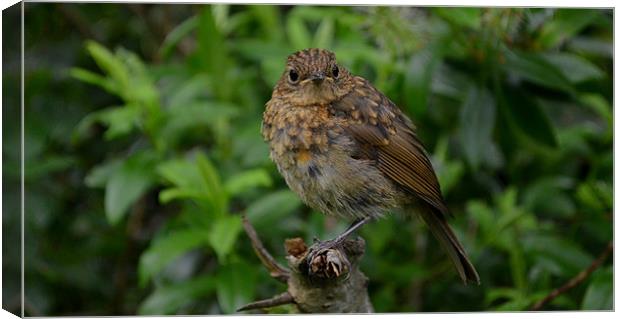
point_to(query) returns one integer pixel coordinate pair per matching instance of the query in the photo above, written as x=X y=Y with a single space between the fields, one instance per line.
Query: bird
x=348 y=151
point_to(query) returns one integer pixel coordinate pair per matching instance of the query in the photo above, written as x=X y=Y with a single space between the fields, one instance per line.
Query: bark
x=330 y=282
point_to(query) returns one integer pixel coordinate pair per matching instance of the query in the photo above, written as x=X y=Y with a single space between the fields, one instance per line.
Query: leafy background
x=143 y=151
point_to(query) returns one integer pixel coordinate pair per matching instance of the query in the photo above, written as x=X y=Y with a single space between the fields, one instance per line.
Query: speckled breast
x=313 y=153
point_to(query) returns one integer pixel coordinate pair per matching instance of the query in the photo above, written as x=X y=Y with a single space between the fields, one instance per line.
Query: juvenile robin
x=348 y=151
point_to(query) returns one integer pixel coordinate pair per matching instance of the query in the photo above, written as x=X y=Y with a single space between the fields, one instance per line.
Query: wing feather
x=378 y=125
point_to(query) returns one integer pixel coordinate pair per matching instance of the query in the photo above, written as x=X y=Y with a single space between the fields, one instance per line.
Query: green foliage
x=162 y=148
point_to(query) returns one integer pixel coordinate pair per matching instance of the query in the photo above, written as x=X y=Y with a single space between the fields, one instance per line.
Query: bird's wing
x=384 y=134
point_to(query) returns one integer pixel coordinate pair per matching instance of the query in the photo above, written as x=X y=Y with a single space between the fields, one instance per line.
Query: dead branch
x=330 y=282
x=577 y=279
x=281 y=299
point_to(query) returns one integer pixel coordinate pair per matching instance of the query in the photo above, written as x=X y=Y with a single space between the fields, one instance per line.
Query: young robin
x=348 y=151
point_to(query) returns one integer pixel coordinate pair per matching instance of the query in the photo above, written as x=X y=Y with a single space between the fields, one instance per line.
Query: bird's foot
x=326 y=260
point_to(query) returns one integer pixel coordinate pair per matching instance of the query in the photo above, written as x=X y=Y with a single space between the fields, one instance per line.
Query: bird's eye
x=335 y=71
x=293 y=76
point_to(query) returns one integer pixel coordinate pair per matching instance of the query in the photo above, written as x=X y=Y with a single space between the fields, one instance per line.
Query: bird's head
x=312 y=77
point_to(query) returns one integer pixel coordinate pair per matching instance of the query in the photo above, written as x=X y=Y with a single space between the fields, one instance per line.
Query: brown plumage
x=348 y=151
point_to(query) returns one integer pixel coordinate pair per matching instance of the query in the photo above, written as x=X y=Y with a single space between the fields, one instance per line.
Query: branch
x=281 y=299
x=577 y=279
x=326 y=281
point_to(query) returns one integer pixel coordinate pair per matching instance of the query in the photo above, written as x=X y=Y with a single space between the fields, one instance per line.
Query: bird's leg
x=353 y=227
x=331 y=243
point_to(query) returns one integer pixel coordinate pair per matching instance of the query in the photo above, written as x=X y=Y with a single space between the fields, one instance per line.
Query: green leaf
x=463 y=17
x=223 y=235
x=271 y=208
x=599 y=105
x=297 y=32
x=575 y=68
x=169 y=194
x=600 y=293
x=168 y=300
x=120 y=121
x=109 y=63
x=564 y=24
x=95 y=79
x=535 y=68
x=559 y=253
x=177 y=34
x=528 y=119
x=269 y=18
x=166 y=249
x=419 y=76
x=128 y=183
x=477 y=120
x=243 y=181
x=215 y=190
x=324 y=34
x=99 y=175
x=235 y=286
x=53 y=163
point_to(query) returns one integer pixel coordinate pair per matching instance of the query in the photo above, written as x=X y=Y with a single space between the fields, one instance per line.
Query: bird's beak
x=317 y=78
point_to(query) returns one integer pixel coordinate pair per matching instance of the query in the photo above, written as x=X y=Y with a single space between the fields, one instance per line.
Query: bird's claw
x=326 y=261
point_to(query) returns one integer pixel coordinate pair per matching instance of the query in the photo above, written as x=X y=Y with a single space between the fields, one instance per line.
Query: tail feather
x=441 y=230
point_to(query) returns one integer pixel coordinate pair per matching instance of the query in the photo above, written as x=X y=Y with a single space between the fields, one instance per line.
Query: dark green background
x=143 y=150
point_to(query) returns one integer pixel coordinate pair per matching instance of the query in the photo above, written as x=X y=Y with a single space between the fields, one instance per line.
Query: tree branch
x=330 y=282
x=281 y=299
x=577 y=279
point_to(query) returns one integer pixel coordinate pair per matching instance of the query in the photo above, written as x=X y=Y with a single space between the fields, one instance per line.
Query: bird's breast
x=313 y=153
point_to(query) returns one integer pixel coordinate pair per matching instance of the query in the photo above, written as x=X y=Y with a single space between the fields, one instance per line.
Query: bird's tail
x=442 y=231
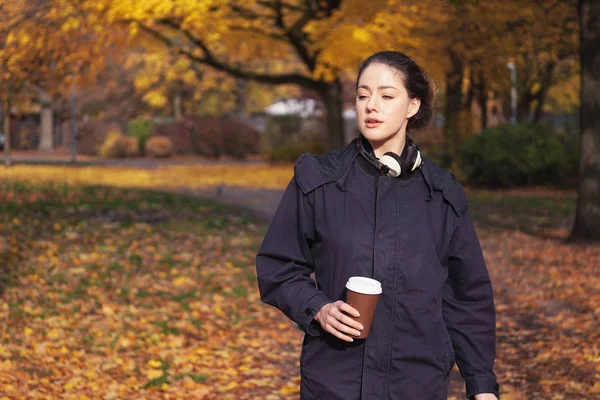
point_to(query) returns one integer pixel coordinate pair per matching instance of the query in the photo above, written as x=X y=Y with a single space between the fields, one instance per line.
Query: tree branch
x=211 y=60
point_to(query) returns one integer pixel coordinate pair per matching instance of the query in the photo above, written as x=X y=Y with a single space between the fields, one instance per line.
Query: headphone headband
x=390 y=163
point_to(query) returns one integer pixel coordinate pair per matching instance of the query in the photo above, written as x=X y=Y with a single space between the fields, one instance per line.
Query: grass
x=535 y=212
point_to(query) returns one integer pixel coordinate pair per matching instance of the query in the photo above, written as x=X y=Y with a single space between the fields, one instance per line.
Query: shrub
x=290 y=150
x=180 y=134
x=239 y=138
x=522 y=154
x=159 y=146
x=92 y=134
x=27 y=136
x=116 y=145
x=141 y=129
x=227 y=136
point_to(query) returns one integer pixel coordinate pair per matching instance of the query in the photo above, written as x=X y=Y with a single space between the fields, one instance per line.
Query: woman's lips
x=372 y=123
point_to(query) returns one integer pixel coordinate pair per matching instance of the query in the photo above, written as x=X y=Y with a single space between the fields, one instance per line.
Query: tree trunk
x=545 y=83
x=482 y=97
x=524 y=106
x=7 y=134
x=46 y=125
x=177 y=110
x=454 y=78
x=587 y=217
x=332 y=97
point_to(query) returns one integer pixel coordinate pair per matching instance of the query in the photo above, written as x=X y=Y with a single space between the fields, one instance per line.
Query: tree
x=587 y=219
x=46 y=46
x=298 y=42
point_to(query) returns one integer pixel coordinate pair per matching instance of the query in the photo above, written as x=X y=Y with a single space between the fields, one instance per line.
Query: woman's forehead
x=376 y=75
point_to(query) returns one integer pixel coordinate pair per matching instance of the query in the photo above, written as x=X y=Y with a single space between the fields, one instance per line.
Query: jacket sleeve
x=468 y=310
x=284 y=262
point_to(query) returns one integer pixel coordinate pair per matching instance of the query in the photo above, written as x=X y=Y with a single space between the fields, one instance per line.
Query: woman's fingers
x=348 y=309
x=341 y=325
x=336 y=321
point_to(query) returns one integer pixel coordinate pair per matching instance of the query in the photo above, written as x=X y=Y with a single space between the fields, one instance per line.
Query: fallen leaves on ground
x=114 y=293
x=177 y=176
x=126 y=294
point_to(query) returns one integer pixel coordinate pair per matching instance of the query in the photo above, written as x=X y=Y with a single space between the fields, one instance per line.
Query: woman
x=375 y=209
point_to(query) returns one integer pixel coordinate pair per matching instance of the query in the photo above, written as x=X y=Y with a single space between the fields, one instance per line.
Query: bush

**SHORT PROBLEM:**
Reproduce all of the records above line for line, word for word, leaving out the pictures.

**RESULT:**
point_to(query) returns one integer pixel coordinate pair per matching instance of the query in the photo above, written as x=X y=Y with a single space between the fields, one instance per line.
Query: bird
x=348 y=151
point_to(query) returns one integer pixel coordinate pair per matching instance of the query in the photo above, written as x=X y=Y with a single space between the fields, one instance per line.
Query: bark
x=330 y=282
point_to(query) returns one integer pixel coordinate pair per matching instance of the query in the photo above, written as x=X y=Y with a single space between the fields, one instance per line.
Query: leafy background
x=143 y=151
point_to(query) returns one integer pixel coordinate pair per matching instance of the query in the photo above, written as x=X y=Y with a single space between the fields, one instance per line.
Query: speckled breast
x=313 y=153
point_to(query) returns one integer pixel coordinate pair per matching instance of the query in the photo above, written as x=X y=Y with a single space between the fields, one instance per line.
Query: juvenile robin
x=348 y=151
point_to(query) returns one integer pixel coordinate pair per matching instance of the query in the photo above, written as x=X y=Y with a single space between the fields, one instance per line.
Query: wing feather
x=378 y=125
point_to(query) returns one integer pixel coordinate pair per matching instance of the query in the photo above, written as x=X y=Y with a single space between the fields, one instance per line.
Query: green foliage
x=162 y=148
point_to(query) returns one integer pixel coordinate pair per matching instance of the query in the photo above, written as x=X y=Y with a single space between the fields, one instance per line.
Query: bird's wing
x=384 y=134
point_to(query) returns one integer pixel coordinate pair per matching instance of the query in the photo above, written as x=X y=Y with a single space between the fields, one instance per line.
Query: dead branch
x=330 y=282
x=577 y=279
x=281 y=299
point_to(query) returns one integer pixel coordinate pair per matching instance of the query in the photo above, written as x=X y=Y with a single space between the fields, one instance per line.
Query: young robin
x=348 y=151
point_to(query) returns one integer pixel coordinate pair per matching instance of the query in the photo above, written as x=X y=Y with a single space between the fields, one instance per line.
Query: bird's foot
x=326 y=260
point_to(query) returns one integer pixel coordinate pair per matching instance of the query in the photo above, written as x=X y=Y with a single space between the fields, one instance per line.
Query: bird's eye
x=335 y=71
x=293 y=76
point_to(query) returns one integer pixel coordinate pair per matching instance of the query in the photo above, written as x=X y=Y with a single space between the fields, one instance per line.
Query: bird's head
x=312 y=77
point_to(query) returns one integer pixel coordinate pair per matching instance of the query in the photo above, written as x=X y=Y with a single space between the fields, one instance per line.
Query: brown plumage
x=348 y=151
point_to(query) returns one integer pixel coordinate pair per matching instance of the query in the photo above, written as x=X y=Y with a single space between the fields, one instance per line.
Query: branch
x=281 y=299
x=577 y=279
x=326 y=281
point_to(query) returns one integer pixel coordinate pair per matching instance of the query in the photo above, written as x=X y=Y with a single space between the fields, one instance per line.
Query: bird's leg
x=353 y=227
x=331 y=243
point_to(query) returns one integer pixel coordinate pair per matching instance of the query in the photo above, written as x=X y=Y with a single space between the fields, one instance per line.
Query: green leaf
x=463 y=17
x=223 y=235
x=271 y=208
x=599 y=105
x=297 y=32
x=575 y=68
x=169 y=194
x=600 y=293
x=168 y=300
x=120 y=121
x=109 y=63
x=564 y=24
x=95 y=79
x=535 y=68
x=559 y=253
x=177 y=34
x=528 y=119
x=269 y=18
x=166 y=249
x=419 y=76
x=128 y=183
x=477 y=120
x=243 y=181
x=215 y=190
x=324 y=34
x=99 y=175
x=235 y=286
x=53 y=163
point_to(query) returns one integer pixel coordinate pair per matching instance of the query in the photo above, written as x=X y=Y with a single space between the fields, one instance per line.
Query: bird's beak
x=317 y=78
point_to(query) returns one integer pixel coordinate pair per matching instance of the query in the photo above, written as x=X y=Y with a single space between the fields, one instance per line.
Query: bird's claw
x=326 y=261
point_to(query) returns one integer pixel coordinate pair per matching instance of the query in the photo above, written as x=X y=Y with a single space between the fields, one instance per line.
Query: tail feather
x=441 y=230
point_to(query) returns one integer pixel coordinate pair per matching instance of the query in the photo above, written as x=X y=Y with a single space between the fields, one instance per line.
Query: dark green background
x=143 y=150
point_to(query) returns one integer pixel coordinate pair per matching instance of the query in the photo above, written as x=X y=Y with a single space between the fields, one instance per line.
Query: tree branch
x=330 y=282
x=281 y=299
x=577 y=279
point_to(query) returns one integer pixel coordinate pair per matching instance of the query in the photo above, written as x=X y=Y with a single space between the fields, one instance per line.
Query: bird's breast
x=313 y=153
point_to(query) returns one integer pixel coordinate pair per matching instance of the query in the photo above, written as x=X y=Y with a single space between the fields, one instance per line.
Query: bird's tail
x=442 y=231
point_to(query) returns one integer pixel coordinate pair per matching instance of the query in the photo above, written as x=X y=Y with a single space between the fields, one instance per line.
Query: tree branch
x=211 y=60
point_to(query) returns one integer pixel coordinate pair per matching instance of the query in the photo above, written as x=X y=Y with a single space between the fields, one instance per line.
Query: headphone headband
x=390 y=163
point_to(query) returns one integer pixel coordinate pair per matching instance of the query in the photo above, written as x=X y=Y with a single space between the fields, one instance per line.
Query: grass
x=535 y=212
point_to(query) returns one integer pixel coordinate pair per matching instance of the query in the photo above, written as x=X y=Y with a single space between the fields, one instance per line.
Query: shrub
x=290 y=150
x=180 y=134
x=239 y=138
x=522 y=154
x=159 y=146
x=92 y=134
x=27 y=136
x=116 y=145
x=141 y=129
x=227 y=136
point_to(query) returns one integer pixel coordinate pair per matching instance of the query in the photo above, written as x=X y=Y with a single space between the fields, one instance per line.
Query: woman's lips
x=372 y=123
point_to(query) returns one integer pixel coordinate pair per matching instance of the query in the photo above, written as x=X y=Y with a single space between the fields, one instance per line.
Query: tree trunk
x=545 y=83
x=482 y=97
x=524 y=106
x=7 y=134
x=46 y=125
x=177 y=110
x=454 y=78
x=587 y=217
x=332 y=97
point_to(query) returns one integer pixel coordinate pair per matching instance of the query in the photo above, written as x=X y=Y with a single space between the fields, one instance per line.
Query: tree
x=587 y=219
x=46 y=46
x=298 y=42
point_to(query) returns one integer pixel coordinate pair per matching instance of the query in the photo above, written as x=X y=Y with a single space between the fields, one instance per line.
Query: woman's forehead
x=376 y=75
point_to(query) returns one integer pixel coordinate pair per matching instance of the query in the photo above, written as x=X y=Y with a single space between the fields, one instance per line.
Query: jacket sleeve
x=468 y=310
x=284 y=262
point_to(query) returns one integer pixel coordinate pair per matching instance of the query in the photo above, written as x=X y=Y with a single space between the fields, one instance per line.
Query: woman's fingers
x=348 y=309
x=341 y=325
x=336 y=321
point_to(query) returns one integer pixel coordinate pair per matching instance of the query in the photo above, written as x=X y=Y with a single space between the fields, one instance per line.
Query: fallen leaves on ground
x=114 y=293
x=177 y=176
x=126 y=294
point_to(query) returns one integer pixel coordinate pair per matching instance of the query in the photo above, written as x=X y=Y with a single space between the fields, one instance per line.
Query: woman
x=375 y=209
point_to(query) returns one integer pixel coordinate pair per matching instance of the query in the photo above, written as x=X y=Y with a single space between the fields, one instance per line.
Query: bush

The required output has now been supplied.